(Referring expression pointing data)
-- Opening Marker --

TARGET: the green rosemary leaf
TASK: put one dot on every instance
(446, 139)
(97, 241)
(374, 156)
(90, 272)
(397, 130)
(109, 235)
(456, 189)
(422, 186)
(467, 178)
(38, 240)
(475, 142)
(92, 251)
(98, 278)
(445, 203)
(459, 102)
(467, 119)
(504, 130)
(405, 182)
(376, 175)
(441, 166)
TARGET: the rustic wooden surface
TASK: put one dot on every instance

-- Closing Marker --

Scan the lines above for the word "TARGET". Return each one that has it.

*Reply to the exercise*:
TARGET: the green rosemary leaf
TARGET: the rustic wooden surface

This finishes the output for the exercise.